Short task
Extract all data as written.

Stored entries
________

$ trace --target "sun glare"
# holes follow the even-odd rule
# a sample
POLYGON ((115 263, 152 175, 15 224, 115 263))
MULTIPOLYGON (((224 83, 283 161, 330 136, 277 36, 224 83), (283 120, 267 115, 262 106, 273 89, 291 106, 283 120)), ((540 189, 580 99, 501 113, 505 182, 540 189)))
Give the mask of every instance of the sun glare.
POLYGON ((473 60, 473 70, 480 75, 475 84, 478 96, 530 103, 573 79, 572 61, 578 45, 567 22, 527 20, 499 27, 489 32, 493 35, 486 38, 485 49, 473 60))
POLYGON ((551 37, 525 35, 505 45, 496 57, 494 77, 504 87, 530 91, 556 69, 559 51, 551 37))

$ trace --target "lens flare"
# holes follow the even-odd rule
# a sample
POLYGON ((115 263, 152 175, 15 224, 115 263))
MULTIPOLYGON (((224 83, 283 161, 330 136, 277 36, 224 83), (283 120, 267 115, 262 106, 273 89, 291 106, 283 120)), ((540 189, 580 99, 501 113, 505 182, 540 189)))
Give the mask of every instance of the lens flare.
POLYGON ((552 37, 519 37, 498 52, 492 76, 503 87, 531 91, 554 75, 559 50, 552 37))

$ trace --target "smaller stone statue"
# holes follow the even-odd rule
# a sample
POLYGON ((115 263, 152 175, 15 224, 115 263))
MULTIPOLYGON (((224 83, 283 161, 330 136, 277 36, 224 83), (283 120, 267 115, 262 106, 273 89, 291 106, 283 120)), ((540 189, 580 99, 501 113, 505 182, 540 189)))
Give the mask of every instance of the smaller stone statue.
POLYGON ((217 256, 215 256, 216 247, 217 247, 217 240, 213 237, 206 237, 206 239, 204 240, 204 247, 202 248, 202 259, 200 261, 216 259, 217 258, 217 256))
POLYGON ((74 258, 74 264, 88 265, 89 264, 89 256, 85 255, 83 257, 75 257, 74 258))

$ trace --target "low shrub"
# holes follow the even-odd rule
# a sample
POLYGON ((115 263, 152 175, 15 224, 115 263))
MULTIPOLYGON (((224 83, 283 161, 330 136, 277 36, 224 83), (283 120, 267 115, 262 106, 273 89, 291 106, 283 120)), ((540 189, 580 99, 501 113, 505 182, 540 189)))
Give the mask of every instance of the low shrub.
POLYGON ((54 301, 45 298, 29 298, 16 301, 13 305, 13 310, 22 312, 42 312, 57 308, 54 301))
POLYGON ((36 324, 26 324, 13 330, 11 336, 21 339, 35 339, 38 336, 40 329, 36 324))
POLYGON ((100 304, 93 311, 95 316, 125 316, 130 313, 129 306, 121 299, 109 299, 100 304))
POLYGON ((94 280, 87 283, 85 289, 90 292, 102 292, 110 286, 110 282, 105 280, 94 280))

________

Finished task
$ trace --target "sun glare"
# holes follow the even-odd rule
# a sample
POLYGON ((115 263, 152 175, 15 224, 115 263))
MULTIPOLYGON (((224 83, 283 161, 330 136, 277 36, 224 83), (283 120, 267 115, 262 106, 273 89, 291 106, 283 120)), ((540 189, 580 99, 501 113, 505 182, 540 189)))
Give the mask of every instance of the sun glare.
POLYGON ((473 60, 473 70, 480 75, 475 84, 478 96, 530 103, 573 79, 572 61, 578 45, 567 22, 527 20, 499 27, 489 32, 493 35, 486 38, 485 49, 473 60))
POLYGON ((551 37, 525 35, 505 45, 496 57, 494 77, 504 87, 530 91, 556 69, 559 51, 551 37))

$ trace --target "lens flare"
# holes follow the even-odd rule
# a sample
POLYGON ((115 263, 152 175, 15 224, 115 263))
MULTIPOLYGON (((224 83, 283 161, 330 136, 277 36, 224 83), (283 120, 267 115, 262 106, 273 89, 291 106, 283 120)), ((540 189, 580 99, 501 113, 505 182, 540 189)))
Give the mask of every instance of the lens flare.
POLYGON ((552 37, 519 37, 498 52, 492 76, 503 87, 531 91, 554 75, 559 50, 552 37))

$ trace --target "smaller stone statue"
# holes follow the even-odd rule
# a sample
POLYGON ((115 263, 152 175, 15 224, 115 263))
MULTIPOLYGON (((224 83, 283 161, 330 136, 277 36, 224 83), (283 120, 267 115, 262 106, 273 89, 291 106, 283 120)), ((540 189, 580 99, 501 113, 505 182, 540 189)))
Give the mask of every instance of the smaller stone statue.
POLYGON ((217 256, 215 256, 216 247, 217 247, 217 240, 213 237, 206 237, 206 239, 204 240, 204 247, 202 248, 202 259, 200 261, 216 259, 217 258, 217 256))
POLYGON ((74 258, 74 264, 88 265, 89 264, 89 256, 85 255, 83 257, 75 257, 74 258))

$ trace --target "low shrub"
# holes follow the even-odd rule
# a sample
POLYGON ((115 263, 152 175, 15 224, 115 263))
MULTIPOLYGON (((224 83, 283 161, 330 136, 277 36, 224 83), (283 120, 267 115, 262 106, 273 89, 291 106, 283 120)), ((540 189, 580 99, 501 113, 505 182, 540 189)))
Give the mask of every instance of the low shrub.
POLYGON ((54 301, 45 298, 29 298, 16 301, 13 305, 13 310, 22 312, 42 312, 57 308, 54 301))
POLYGON ((36 324, 26 324, 13 330, 11 336, 21 339, 35 339, 38 336, 40 329, 36 324))
POLYGON ((100 304, 93 311, 95 316, 125 316, 130 313, 129 306, 121 299, 109 299, 100 304))
POLYGON ((94 280, 87 283, 85 289, 90 292, 102 292, 110 286, 110 282, 105 280, 94 280))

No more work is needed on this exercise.